ACTIVITY>
One range is to be output from the listing below, exactly as written: the line with "Trace every instance of the blue" to the line with "M 179 297 L", both kept.

_ _ _ _ _ _ _

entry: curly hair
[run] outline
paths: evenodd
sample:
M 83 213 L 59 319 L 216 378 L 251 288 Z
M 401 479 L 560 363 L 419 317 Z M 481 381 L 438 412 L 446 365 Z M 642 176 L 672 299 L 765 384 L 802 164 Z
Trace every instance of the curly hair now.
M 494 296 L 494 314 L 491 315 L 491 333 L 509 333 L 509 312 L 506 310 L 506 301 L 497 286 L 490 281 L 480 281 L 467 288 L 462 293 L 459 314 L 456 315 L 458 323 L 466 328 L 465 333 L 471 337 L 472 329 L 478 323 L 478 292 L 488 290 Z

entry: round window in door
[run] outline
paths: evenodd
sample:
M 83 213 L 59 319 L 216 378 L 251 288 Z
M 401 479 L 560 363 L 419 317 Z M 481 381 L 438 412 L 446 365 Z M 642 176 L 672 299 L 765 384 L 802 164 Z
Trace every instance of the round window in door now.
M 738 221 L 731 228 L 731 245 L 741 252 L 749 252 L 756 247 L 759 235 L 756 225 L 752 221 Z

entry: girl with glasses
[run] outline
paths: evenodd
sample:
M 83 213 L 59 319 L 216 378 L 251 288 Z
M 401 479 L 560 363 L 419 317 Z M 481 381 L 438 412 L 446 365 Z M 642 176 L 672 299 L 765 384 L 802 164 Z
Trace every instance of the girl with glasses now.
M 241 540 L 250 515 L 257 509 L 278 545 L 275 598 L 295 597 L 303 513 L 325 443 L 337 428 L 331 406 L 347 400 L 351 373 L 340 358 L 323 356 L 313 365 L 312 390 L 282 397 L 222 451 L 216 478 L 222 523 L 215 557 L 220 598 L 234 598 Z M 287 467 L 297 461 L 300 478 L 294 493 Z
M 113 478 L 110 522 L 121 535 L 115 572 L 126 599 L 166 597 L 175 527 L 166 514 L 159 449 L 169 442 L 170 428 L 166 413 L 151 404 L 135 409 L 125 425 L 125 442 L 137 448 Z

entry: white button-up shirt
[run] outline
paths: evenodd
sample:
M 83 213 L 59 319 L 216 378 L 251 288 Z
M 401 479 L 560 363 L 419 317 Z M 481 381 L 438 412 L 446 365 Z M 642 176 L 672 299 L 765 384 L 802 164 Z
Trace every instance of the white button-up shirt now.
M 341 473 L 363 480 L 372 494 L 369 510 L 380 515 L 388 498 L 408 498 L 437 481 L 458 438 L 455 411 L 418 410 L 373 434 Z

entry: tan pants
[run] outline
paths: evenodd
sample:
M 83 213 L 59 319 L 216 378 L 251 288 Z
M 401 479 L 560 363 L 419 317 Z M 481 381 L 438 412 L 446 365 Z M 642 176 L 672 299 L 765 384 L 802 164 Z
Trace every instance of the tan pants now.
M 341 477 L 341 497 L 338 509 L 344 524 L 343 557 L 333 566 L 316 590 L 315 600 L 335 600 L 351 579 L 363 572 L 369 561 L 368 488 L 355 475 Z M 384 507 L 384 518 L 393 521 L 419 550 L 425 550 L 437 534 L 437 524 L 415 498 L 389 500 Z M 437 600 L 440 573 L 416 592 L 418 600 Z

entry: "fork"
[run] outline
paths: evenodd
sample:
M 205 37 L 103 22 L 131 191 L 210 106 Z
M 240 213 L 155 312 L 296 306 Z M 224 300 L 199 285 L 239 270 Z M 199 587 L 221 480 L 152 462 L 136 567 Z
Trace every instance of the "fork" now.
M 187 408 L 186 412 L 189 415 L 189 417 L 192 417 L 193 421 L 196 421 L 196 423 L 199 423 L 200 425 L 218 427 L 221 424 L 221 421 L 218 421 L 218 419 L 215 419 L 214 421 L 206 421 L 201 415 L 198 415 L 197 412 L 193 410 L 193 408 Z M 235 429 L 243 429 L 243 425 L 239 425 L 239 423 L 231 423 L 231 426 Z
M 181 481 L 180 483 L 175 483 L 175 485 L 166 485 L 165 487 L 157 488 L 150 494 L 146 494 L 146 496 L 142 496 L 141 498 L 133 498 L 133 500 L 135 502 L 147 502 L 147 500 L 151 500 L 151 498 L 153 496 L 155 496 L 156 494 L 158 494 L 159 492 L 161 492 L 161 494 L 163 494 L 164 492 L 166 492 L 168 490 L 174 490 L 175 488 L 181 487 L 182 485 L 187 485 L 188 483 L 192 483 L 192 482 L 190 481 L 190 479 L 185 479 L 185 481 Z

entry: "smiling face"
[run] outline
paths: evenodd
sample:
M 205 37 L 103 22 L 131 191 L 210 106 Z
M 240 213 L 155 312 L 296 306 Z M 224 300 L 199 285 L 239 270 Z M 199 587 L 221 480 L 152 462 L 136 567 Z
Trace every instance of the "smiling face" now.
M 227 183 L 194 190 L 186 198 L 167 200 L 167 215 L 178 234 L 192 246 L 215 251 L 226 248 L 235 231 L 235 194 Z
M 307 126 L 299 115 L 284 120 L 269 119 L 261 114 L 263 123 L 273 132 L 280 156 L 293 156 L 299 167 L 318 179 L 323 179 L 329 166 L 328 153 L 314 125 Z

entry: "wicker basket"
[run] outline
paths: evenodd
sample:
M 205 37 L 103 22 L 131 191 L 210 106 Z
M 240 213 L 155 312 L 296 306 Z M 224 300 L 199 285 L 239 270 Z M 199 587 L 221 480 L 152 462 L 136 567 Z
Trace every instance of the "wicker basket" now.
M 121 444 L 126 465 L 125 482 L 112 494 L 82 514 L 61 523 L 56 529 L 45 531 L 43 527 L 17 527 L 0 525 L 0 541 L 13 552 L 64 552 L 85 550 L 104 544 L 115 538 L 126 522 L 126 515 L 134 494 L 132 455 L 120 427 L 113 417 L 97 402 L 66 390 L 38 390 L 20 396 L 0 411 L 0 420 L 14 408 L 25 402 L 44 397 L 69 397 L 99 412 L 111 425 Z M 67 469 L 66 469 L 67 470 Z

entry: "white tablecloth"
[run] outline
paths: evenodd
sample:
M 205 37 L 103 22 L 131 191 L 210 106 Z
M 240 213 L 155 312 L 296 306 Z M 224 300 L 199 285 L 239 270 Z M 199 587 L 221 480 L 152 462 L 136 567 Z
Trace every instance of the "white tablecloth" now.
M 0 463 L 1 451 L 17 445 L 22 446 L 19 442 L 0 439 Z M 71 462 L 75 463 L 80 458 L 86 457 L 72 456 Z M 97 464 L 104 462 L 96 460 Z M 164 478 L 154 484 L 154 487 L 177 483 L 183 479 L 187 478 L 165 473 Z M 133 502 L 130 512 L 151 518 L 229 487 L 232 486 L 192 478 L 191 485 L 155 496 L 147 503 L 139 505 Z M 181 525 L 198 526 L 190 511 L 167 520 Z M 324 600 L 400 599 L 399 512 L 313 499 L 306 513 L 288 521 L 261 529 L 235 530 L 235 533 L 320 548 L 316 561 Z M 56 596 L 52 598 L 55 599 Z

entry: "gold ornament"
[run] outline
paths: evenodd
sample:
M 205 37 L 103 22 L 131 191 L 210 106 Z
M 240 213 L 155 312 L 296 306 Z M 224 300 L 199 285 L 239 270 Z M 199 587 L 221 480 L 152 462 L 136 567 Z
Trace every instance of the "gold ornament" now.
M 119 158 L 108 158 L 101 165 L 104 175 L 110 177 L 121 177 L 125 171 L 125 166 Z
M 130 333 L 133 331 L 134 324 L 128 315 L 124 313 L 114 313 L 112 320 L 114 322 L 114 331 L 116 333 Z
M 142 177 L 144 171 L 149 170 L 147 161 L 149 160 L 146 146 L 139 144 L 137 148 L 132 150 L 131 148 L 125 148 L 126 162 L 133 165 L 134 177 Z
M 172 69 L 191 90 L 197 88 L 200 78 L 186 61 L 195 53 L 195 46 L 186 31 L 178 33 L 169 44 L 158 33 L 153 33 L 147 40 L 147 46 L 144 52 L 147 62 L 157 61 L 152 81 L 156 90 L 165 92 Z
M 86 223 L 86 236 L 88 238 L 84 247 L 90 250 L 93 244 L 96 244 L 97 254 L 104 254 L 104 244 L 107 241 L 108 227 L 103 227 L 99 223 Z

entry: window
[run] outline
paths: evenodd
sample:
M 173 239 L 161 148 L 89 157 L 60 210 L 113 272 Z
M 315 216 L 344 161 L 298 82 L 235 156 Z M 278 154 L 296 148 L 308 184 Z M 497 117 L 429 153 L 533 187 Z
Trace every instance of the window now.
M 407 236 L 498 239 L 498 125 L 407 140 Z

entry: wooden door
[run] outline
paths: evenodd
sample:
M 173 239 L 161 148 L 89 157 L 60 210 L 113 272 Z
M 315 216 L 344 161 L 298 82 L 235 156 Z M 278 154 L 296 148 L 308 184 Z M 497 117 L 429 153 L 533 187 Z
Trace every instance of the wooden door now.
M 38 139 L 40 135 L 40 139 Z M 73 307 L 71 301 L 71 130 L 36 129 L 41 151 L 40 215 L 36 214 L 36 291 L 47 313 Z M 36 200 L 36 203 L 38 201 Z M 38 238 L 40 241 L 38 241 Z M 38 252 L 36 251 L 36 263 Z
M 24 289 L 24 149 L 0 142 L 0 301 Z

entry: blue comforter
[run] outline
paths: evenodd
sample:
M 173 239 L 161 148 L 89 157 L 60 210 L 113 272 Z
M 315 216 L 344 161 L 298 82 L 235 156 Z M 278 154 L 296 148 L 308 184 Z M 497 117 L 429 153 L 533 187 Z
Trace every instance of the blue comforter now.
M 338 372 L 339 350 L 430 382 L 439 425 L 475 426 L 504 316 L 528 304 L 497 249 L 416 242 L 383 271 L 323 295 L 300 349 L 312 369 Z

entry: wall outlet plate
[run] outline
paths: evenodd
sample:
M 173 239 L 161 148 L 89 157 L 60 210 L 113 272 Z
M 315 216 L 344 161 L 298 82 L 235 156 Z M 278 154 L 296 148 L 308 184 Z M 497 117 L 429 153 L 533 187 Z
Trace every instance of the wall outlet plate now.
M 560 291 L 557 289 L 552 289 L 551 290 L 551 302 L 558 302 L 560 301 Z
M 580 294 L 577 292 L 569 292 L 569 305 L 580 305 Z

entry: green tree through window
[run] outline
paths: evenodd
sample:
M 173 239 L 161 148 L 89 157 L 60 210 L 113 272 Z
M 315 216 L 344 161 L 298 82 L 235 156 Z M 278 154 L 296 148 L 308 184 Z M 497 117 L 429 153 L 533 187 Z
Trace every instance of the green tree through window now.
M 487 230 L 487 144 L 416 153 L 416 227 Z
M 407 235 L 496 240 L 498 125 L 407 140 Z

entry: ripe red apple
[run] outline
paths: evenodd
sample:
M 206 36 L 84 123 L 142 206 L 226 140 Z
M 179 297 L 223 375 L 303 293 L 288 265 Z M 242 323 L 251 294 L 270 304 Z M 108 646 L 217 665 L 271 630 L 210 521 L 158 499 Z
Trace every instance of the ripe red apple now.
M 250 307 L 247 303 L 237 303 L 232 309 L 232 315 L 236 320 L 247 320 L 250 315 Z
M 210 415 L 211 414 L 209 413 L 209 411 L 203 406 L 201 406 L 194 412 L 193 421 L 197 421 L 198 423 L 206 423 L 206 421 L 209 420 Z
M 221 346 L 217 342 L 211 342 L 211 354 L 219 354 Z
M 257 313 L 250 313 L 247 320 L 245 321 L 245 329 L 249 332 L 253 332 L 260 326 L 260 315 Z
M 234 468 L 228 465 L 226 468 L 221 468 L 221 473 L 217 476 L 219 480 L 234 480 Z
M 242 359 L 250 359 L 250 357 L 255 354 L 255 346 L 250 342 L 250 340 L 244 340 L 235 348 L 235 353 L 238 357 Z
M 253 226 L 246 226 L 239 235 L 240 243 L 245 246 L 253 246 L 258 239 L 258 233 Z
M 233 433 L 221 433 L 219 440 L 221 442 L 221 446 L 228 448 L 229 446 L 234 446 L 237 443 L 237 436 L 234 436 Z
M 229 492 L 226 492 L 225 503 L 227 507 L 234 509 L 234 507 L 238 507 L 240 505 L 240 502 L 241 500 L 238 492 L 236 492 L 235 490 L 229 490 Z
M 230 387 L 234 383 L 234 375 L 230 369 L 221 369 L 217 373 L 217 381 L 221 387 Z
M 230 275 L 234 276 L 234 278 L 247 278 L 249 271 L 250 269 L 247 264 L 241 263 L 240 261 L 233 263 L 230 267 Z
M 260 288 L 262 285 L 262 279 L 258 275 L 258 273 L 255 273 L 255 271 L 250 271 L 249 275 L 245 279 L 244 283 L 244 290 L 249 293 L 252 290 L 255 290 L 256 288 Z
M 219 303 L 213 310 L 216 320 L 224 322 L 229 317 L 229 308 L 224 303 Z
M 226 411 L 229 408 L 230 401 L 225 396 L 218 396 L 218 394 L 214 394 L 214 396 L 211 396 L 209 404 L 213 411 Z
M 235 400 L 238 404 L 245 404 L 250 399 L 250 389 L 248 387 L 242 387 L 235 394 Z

_ _ _ _ _ _ _

SOLUTION TO THIS PROBLEM>
Trace every instance of the blue comforter now.
M 338 372 L 339 350 L 430 382 L 439 425 L 475 426 L 504 316 L 528 304 L 497 249 L 416 242 L 383 271 L 323 295 L 300 349 L 312 369 Z

entry: wall outlet plate
[run] outline
paths: evenodd
sample:
M 173 239 L 161 148 L 89 157 L 60 210 L 113 272 Z
M 315 216 L 344 161 L 298 82 L 235 156 Z M 278 154 L 296 148 L 308 184 Z M 497 117 L 429 153 L 533 187 Z
Trace every instance of the wall outlet plate now.
M 560 291 L 557 289 L 552 289 L 551 290 L 551 302 L 558 302 L 560 301 Z
M 580 294 L 577 292 L 569 292 L 569 305 L 580 305 Z

entry: green tree through window
[run] outline
paths: evenodd
sample:
M 173 239 L 161 148 L 89 157 L 60 210 L 113 272 Z
M 315 216 L 344 161 L 298 82 L 235 156 Z M 278 154 L 296 148 L 308 184 Z M 497 117 L 429 153 L 533 187 Z
Trace every instance of the green tree through window now.
M 487 230 L 487 144 L 416 153 L 416 227 Z
M 407 235 L 496 240 L 498 125 L 407 140 Z

entry: ripe red apple
[run] outline
paths: evenodd
sample:
M 206 36 L 84 123 L 142 206 L 226 140 Z
M 179 297 L 223 375 L 303 293 L 288 265 Z M 242 323 L 251 294 L 270 304 Z M 108 646 L 217 665 L 271 630 L 210 521 L 158 499 Z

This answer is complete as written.